• [Required work]
1. Rewrite the paragraph of the excerpt that begins "To see the intuition behind the first step" more briefly, keeping its main facts.
2. Please quote the excerpt from "2). Use this" to "when $x\to 0$.".

• [Document excerpt]
1). Use the Dominated Convergence Theorem (or a variant/theorem derived from it) to show that
$$\frac{1}{x}\int_{[1,\infty)} \frac{e^{-xy}-1}{y^3} dy \xrightarrow[x\to0]{} -\int_{[1,\infty)} \frac{dy}{y^2}$$

2). Use this (and the fact that $\frac{x}{\ln(1+x)} \xrightarrow[x\to0]{} 1$) to show that
$$\frac{1}{\ln(1+x)}\int_{[1,\infty)} \frac{e^{-xy}-1}{y^3} dy \xrightarrow[x\to0]{} -\int_{[1,\infty)} \frac{dy}{y^2}$$

To see the intuition behind the first step: $e^{-xy} \operatorname*{=}_{x\to 0} 1 – xy + o(x)$, for any fixed $y$, so that (wishfully) $$\int_{[1,\infty)}\frac{e^{-xy}-1}{y^3} dy \approx \int_{[1,\infty)}\frac{-xy}{y^3} dy = \int_{[1,\infty)}\frac{-x}{y^2} dy$$ when $x\to 0$.

Let $f(x)=\int_{1}^{\infty}\frac{e^{-xy}-1}{y^3}dy,\quad g(x)=\ln(1+x).$

Using L’Hopital’s rule ,we have $$\lim_{x\rightarrow0 ^+}{\frac{f(x)}{g(x)}}=\lim_{x\rightarrow0 ^+}{\frac{f'(x)}{g'(x)}}.\quad (1)$$ and $$f'(x)=\int_{1}^{\infty }\frac{\partial}{\partial x}(\frac{e^{-xy}\quad-1}{y^3})dy=\int_{1}^{\infty}\frac{e^{-xy}}{y^2}dy.\quad(2)$$ $$(1)+(2)\Longrightarrow\lim_{x\rightarrow0 ^+}{\frac{f(x)}{g(x)}}=\lim_{x\rightarrow 0^+}{\int_{1}^{\infty}\frac{e^{-xy}}{y^2}dy}=\int_{1}^{\infty}\lim_{x\rightarrow 0^+}\frac{e^{-xy}}{y^2}dy=-1.$$

• [Dataset excerpts]

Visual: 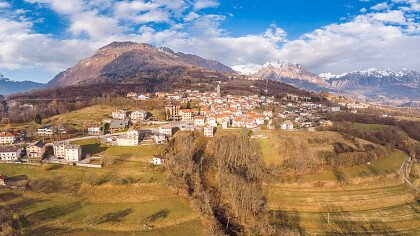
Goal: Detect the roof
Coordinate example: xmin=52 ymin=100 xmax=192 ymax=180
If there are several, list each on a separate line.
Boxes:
xmin=66 ymin=144 xmax=80 ymax=149
xmin=0 ymin=146 xmax=22 ymax=152
xmin=0 ymin=132 xmax=14 ymax=137
xmin=109 ymin=119 xmax=128 ymax=129
xmin=29 ymin=141 xmax=45 ymax=148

• [Full answers]
1. For any fixed $y$, $e^{-xy} = 1 - xy + o(x)$ as $x\to 0$. This suggests (wishfully) that when $x\to 0$, $\int_{[1,\infty)}\frac{e^{-xy}-1}{y^3}\,dy \approx \int_{[1,\infty)}\frac{-x}{y^2}\,dy$.

2.
2). Use this (and the fact that $\frac{x}{\ln(1+x)} \xrightarrow[x\to0]{} 1$) to show that
$$\frac{1}{\ln(1+x)}\int_{[1,\infty)} \frac{e^{-xy}-1}{y^3} dy \xrightarrow[x\to0]{} -\int_{[1,\infty)} \frac{dy}{y^2}$$

To see the intuition behind the first step: $e^{-xy} \operatorname*{=}_{x\to 0} 1 – xy + o(x)$, for any fixed $y$, so that (wishfully) $$\int_{[1,\infty)}\frac{e^{-xy}-1}{y^3} dy \approx \int_{[1,\infty)}\frac{-xy}{y^3} dy = \int_{[1,\infty)}\frac{-x}{y^2} dy$$ when $x\to 0$.